Provided data:
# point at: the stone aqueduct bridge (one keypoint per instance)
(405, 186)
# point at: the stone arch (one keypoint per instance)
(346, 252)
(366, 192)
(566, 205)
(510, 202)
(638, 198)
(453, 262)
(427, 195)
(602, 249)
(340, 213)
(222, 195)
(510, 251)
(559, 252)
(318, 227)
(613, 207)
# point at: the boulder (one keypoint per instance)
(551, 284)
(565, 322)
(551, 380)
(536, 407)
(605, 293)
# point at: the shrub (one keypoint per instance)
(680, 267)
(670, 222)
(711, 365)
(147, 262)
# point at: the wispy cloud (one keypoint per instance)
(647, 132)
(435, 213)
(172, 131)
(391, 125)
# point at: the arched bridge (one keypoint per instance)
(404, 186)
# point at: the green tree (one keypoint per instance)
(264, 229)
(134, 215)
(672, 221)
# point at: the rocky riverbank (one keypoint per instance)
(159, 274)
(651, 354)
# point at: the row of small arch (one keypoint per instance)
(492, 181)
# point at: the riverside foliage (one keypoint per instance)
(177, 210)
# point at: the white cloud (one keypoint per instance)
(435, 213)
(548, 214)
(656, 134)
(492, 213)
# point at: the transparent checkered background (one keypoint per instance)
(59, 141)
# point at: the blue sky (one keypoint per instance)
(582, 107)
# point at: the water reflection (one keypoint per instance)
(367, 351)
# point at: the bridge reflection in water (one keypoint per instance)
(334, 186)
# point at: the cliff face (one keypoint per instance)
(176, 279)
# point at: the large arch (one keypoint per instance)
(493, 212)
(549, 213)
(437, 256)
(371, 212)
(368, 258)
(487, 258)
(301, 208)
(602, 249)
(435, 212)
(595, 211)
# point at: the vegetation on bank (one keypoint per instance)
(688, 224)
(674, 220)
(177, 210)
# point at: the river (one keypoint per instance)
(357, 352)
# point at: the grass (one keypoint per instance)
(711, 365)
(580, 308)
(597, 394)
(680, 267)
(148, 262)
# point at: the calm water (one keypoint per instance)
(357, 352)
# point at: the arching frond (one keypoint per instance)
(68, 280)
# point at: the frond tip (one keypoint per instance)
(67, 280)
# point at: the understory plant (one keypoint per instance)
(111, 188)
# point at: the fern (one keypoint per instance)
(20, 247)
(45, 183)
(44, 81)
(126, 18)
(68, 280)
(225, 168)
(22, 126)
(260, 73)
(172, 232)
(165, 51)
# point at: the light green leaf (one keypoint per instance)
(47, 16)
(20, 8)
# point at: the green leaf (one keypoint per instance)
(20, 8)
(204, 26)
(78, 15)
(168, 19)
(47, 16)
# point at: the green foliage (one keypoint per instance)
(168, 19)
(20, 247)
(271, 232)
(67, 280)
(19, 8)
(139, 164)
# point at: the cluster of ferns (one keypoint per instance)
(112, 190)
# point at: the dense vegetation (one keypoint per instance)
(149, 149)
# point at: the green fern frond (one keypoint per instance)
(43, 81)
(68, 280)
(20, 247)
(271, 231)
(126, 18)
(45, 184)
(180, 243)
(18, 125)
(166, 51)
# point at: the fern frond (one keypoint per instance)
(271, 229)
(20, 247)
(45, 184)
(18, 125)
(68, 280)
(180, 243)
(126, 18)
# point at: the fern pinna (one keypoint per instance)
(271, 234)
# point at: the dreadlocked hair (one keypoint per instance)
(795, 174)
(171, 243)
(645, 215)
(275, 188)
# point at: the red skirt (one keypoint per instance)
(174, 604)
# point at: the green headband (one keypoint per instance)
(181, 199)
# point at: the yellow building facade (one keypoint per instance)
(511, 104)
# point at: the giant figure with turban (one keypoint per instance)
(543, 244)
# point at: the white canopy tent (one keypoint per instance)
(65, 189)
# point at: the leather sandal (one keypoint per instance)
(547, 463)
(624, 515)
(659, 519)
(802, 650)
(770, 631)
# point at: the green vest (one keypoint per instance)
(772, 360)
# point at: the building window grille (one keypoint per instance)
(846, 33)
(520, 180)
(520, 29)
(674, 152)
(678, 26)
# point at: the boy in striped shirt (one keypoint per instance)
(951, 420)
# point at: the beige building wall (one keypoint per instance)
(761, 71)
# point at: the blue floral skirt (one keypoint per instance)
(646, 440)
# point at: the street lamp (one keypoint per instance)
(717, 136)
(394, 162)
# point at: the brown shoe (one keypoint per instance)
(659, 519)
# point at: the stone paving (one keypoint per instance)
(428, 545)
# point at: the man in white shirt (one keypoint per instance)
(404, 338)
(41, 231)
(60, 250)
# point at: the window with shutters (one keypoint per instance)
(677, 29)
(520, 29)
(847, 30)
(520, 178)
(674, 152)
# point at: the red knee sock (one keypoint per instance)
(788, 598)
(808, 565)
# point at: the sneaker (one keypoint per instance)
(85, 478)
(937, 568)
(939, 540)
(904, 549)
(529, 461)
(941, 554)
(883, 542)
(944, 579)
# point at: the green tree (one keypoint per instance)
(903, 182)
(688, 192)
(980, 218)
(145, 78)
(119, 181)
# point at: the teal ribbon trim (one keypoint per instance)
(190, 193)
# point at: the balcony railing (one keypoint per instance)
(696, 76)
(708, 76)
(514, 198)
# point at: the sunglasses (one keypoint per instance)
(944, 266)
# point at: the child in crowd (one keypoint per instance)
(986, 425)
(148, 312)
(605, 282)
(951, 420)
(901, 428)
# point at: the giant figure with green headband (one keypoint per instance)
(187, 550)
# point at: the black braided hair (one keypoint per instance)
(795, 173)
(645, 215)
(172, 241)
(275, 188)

Written request: Please recast the records above as a numbered list. Start with the line that contains "# point at: the window", continue through the last line of the records, and leave out any blank lines.

Task result:
1. # point at: the window with shutters (one keypoint per instance)
2. (677, 29)
3. (520, 29)
4. (847, 30)
5. (520, 178)
6. (674, 152)
7. # point at: the red knee sock (one keypoint per instance)
8. (788, 598)
9. (808, 565)
10. # point at: the sneaker (one keypoint per instance)
11. (85, 478)
12. (937, 568)
13. (939, 540)
14. (904, 549)
15. (529, 461)
16. (941, 554)
17. (883, 542)
18. (944, 579)
19. # point at: the green tree (one keypoint per instance)
20. (903, 182)
21. (688, 192)
22. (980, 218)
23. (145, 78)
24. (119, 181)
25. # point at: the teal ribbon trim (one keypoint per instance)
26. (190, 193)
27. # point at: the balcony railing (one keypoint per instance)
28. (696, 76)
29. (708, 76)
30. (514, 198)
31. # point at: the sunglasses (one keypoint per instance)
32. (944, 266)
33. # point at: the child in crowd (one keypoint per instance)
34. (986, 425)
35. (148, 312)
36. (605, 282)
37. (951, 420)
38. (901, 428)
39. # point at: the giant figure with green headband (one keypoint per instance)
40. (187, 550)
41. # point at: the black braided hair (one keypoint per instance)
42. (795, 173)
43. (645, 215)
44. (172, 241)
45. (275, 188)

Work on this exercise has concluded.